== Records for processing ==
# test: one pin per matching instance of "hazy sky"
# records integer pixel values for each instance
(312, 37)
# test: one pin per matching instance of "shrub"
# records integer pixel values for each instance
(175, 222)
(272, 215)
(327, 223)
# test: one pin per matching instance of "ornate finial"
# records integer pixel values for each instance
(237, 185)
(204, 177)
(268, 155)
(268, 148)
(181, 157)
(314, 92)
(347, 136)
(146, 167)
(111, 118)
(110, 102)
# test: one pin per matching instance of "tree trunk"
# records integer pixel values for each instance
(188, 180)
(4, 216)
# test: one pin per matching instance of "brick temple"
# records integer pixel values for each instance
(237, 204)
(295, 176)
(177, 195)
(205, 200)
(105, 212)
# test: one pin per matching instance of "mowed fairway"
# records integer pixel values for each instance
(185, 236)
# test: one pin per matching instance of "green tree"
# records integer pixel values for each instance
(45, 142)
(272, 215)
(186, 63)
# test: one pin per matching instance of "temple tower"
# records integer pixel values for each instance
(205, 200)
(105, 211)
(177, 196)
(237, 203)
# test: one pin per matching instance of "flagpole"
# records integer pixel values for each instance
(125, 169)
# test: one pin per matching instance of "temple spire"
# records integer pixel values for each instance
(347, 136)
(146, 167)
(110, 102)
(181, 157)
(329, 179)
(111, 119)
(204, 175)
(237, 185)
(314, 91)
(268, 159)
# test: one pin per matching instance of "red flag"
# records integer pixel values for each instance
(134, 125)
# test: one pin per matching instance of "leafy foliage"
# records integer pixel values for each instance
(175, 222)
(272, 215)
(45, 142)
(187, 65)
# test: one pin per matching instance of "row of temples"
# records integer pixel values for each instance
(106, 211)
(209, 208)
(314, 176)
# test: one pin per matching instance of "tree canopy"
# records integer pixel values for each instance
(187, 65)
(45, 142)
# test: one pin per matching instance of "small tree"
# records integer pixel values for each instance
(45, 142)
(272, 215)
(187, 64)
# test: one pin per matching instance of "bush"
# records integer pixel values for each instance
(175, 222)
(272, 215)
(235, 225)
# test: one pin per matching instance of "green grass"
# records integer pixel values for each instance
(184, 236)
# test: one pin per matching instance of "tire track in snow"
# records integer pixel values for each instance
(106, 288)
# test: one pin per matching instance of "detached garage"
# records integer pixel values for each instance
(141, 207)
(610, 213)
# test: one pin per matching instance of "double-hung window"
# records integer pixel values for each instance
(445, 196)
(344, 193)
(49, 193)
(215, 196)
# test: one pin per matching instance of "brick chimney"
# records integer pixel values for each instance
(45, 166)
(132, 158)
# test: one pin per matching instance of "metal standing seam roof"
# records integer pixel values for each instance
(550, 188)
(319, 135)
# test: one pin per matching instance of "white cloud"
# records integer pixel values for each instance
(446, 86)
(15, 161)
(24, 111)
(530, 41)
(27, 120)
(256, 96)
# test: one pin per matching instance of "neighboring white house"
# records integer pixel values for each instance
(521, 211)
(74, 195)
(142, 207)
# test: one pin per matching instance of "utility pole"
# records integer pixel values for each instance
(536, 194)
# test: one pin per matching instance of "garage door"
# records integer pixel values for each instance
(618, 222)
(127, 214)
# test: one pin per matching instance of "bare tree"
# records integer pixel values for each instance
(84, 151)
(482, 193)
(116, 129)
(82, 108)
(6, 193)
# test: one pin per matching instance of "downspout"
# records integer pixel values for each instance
===
• _Goal_:
Please identify each line of the entries above that contains the string "white" and copy those lines out. Case counts.

• _Complete response_:
# test: one pin per matching instance of "white cloud"
# test: one pin per matching instance of "neighboring white house"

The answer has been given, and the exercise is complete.